* _EXCERPTED TEXT_:
::::::::::

Intermittent catheterization with hydrophilic catheters as a treatment of chronic neurogenic urinary retention

Neurourol Urodyn. 2011 Jan;30(1):21-31. doi: 10.1002/nau.20929. Epub 2010 Oct 6.


Aims: Neurogenic bladder can be effectively managed with intermittent catheterization (IC) to improve or restore continence, but there is no consensus on which type of catheter is preferred. Hydrophilic catheters were developed to reduce urethral friction, thereby minimizing trauma and sticking, and making them more acceptable to the patient, and easier and safer to use. The objective of this article was to review the literature on the benefits of hydrophilic catheters in patients with neurogenic bladder.

Methods: A large body of experimental and observational evidence, including randomized controlled trials, was identified using PubMed.

Results: Compared with plastic catheters that have been manually lubricated with gel, hydrophilic catheters reduce urinary tract infection and microhematuria. Hydrophilic catheters are also associated with high levels of patient satisfaction because they are comfortable to use.

::::::::::

* _EXERCISE DETAILS_: Write the next part of the abstract on hydrophilic catheters for neurogenic urinary retention, picking up after its final sentence. The listing that follows plays no part in this work.

::::::::::

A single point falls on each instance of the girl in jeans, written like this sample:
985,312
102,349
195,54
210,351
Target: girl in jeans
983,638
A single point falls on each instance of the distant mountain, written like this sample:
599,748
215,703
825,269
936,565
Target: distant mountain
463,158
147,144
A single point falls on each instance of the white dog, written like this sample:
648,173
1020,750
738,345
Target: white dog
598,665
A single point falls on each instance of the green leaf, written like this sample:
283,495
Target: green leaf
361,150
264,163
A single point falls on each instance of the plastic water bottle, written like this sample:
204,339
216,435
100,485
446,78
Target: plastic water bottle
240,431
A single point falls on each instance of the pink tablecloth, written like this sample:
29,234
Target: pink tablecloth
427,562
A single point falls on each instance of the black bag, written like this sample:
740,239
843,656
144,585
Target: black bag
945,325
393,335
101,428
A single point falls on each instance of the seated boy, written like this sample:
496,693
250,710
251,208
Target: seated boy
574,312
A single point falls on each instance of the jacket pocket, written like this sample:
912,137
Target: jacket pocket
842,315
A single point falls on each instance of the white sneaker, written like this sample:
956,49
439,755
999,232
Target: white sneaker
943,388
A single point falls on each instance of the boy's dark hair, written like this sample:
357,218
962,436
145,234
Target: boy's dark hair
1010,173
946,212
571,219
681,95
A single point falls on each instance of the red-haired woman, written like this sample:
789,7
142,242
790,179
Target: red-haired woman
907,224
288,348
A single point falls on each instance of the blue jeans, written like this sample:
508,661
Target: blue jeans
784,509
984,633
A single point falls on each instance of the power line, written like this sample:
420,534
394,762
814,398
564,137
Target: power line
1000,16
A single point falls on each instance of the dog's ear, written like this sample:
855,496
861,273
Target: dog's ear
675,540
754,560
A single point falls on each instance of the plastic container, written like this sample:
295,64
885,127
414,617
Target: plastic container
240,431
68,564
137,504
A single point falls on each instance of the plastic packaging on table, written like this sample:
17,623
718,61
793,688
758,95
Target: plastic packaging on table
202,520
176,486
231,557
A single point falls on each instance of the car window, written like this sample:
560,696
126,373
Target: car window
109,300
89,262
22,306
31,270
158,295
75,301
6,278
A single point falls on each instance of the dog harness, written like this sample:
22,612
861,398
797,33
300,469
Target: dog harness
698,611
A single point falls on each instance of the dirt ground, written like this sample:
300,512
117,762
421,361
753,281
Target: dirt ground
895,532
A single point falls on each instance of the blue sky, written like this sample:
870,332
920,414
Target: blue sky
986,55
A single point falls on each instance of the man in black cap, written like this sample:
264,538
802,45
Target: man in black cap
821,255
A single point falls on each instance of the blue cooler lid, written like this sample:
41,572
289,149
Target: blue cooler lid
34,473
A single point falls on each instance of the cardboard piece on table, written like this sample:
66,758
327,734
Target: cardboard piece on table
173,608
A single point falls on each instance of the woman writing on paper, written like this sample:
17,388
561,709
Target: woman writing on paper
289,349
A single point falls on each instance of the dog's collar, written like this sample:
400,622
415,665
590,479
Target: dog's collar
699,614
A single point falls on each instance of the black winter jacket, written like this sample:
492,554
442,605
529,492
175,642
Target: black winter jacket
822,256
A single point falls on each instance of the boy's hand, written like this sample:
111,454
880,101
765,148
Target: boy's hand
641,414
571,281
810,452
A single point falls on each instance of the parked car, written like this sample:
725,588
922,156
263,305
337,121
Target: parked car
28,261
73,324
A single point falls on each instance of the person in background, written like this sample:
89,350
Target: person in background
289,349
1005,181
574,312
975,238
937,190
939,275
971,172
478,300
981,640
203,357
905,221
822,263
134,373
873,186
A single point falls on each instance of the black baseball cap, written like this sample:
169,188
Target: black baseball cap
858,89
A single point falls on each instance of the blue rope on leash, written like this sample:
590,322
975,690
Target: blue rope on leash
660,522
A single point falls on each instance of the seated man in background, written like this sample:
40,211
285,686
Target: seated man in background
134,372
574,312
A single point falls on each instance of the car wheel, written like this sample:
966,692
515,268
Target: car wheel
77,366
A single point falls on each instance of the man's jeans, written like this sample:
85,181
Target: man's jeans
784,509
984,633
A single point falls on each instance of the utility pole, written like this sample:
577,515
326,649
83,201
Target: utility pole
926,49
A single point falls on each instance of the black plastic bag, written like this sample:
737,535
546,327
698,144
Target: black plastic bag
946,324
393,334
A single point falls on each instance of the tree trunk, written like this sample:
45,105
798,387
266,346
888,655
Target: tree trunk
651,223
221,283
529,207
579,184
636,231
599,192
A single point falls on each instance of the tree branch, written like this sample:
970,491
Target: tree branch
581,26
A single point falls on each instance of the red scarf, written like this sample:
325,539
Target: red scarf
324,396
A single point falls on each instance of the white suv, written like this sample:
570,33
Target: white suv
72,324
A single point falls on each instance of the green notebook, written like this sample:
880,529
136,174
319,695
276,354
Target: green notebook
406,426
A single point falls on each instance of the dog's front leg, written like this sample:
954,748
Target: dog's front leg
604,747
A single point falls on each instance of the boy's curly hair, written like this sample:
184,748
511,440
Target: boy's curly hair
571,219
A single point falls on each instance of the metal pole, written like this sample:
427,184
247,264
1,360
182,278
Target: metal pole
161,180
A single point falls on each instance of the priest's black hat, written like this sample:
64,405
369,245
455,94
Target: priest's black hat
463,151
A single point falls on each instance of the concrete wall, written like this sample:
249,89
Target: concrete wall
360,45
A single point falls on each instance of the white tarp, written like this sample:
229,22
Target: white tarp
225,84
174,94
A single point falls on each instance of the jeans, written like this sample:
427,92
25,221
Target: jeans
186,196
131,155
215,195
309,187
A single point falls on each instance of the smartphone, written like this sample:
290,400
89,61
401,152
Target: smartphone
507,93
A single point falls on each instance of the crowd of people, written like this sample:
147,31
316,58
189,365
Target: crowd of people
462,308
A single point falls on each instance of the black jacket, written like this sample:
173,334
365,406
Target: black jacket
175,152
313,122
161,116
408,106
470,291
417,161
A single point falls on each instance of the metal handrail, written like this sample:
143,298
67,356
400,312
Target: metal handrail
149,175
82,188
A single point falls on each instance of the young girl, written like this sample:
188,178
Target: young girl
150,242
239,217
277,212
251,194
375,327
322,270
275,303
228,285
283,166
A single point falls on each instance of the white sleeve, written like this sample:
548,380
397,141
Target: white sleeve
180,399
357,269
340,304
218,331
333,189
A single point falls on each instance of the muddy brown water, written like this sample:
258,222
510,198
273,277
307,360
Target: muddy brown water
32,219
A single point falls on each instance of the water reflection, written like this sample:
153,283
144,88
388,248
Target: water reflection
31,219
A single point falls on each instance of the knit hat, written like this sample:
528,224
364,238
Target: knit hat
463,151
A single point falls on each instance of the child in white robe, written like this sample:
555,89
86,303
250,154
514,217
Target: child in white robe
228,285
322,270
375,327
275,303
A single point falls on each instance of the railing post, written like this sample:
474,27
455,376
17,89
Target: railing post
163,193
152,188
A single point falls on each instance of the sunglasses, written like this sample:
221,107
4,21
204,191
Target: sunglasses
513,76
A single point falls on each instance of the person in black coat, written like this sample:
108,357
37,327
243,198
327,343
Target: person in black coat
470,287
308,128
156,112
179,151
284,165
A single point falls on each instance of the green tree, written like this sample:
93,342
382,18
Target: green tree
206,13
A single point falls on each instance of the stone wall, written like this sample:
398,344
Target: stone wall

::::::::::

* _RESULT OF THE EXERCISE_:
Conclusions: There is a wealth of evidence, including randomized controlled trials, to support the benefits of hydrophilic catheters in terms of safety and quality of life, especially in men with spinal cord injury. More data are required for spina bifida, multiple sclerosis, and in women. Further research is warranted, especially large-scale and long-term robust comparisons of different types of catheter, and in well-defined and stratified populations.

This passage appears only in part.